##### EXCERPTED TEXT
• Welcome to Battlezone Universe.
 

News:

Welcome to the BZU Archive dated December 24, 2009. Topics and posts are in read-only mode. Those with accounts will be able to login and browse anything the account had access granted to at the time. No changes to permissions will be made to be given access to particular content. If you have any questions, please reach out to squirrelof09/Rapazzini.

Main Menu

OLang

Started by OvermindDL1, August 25, 2008, 05:19:54 PM

Previous topic - Next topic

OvermindDL1

Was just going to ask a few questions of GSH over PM, but figured it would be nice to get some thoughts from other (up'n'coming) programmers around here.

I have been making a new language with a C style syntax, but following the Actor model, rather then the OO model.  I am horrible at coming up with names, so I have been asking for thoughts through designing the syntax of the language.  Right now I am on trying to decide whether I should force the programmer to state whether a function is actor based (a continuation in a sense) or not; I can easily have it not be, but forcing them to state so or not helps with documentation.  If I do choose a word, what word would be good to use?

Either way, I intend to make another scriptor for BZ2, not for the sense that I expect people to use it, but rather that it is a perfect scenario to test it in as speed is a concern and it uses an event based model (although I wish there were far more events generated instead of just 'testing' for things...).  So as it is designed, people could play with it...
##########
##### ENTRIES SHOWN
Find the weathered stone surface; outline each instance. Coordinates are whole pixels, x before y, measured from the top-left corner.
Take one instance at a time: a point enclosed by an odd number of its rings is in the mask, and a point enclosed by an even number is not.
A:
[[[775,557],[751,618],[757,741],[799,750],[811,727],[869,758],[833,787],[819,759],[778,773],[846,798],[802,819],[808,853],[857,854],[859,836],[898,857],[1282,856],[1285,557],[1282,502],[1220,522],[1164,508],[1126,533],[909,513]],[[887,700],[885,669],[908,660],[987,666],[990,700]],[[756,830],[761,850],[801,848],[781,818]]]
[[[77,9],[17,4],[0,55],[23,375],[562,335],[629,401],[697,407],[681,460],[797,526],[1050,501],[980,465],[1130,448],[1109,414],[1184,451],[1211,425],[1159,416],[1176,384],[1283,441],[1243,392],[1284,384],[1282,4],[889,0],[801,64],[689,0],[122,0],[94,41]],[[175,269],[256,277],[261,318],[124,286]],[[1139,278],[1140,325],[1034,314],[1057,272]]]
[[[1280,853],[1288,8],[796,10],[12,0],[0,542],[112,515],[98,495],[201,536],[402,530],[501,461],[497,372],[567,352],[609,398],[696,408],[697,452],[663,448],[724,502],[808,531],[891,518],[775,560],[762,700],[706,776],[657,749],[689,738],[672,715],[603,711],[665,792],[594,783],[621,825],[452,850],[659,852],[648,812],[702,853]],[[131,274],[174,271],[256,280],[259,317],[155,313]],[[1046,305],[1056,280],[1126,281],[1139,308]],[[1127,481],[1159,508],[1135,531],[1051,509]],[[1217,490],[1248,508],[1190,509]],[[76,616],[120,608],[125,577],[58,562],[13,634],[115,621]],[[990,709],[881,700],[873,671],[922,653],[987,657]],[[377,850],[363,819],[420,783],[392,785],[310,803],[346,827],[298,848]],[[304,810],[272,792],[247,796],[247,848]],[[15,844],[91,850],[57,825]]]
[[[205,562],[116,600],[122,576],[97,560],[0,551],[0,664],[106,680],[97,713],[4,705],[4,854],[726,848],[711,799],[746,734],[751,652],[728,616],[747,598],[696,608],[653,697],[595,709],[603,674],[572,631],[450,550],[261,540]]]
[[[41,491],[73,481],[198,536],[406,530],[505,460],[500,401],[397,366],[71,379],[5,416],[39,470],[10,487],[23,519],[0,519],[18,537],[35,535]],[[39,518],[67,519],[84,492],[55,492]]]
##########
WRITTEN PROBLEM
According to the OLang forum thread, why is BZ2 a good place to test the new language? Answer in one to three sentences.

PROBLEM SOLUTION
BZ2 suits testing because speed matters in it and it uses an event-based model. The poster plans the scriptor as a test, not because people are expected to use it.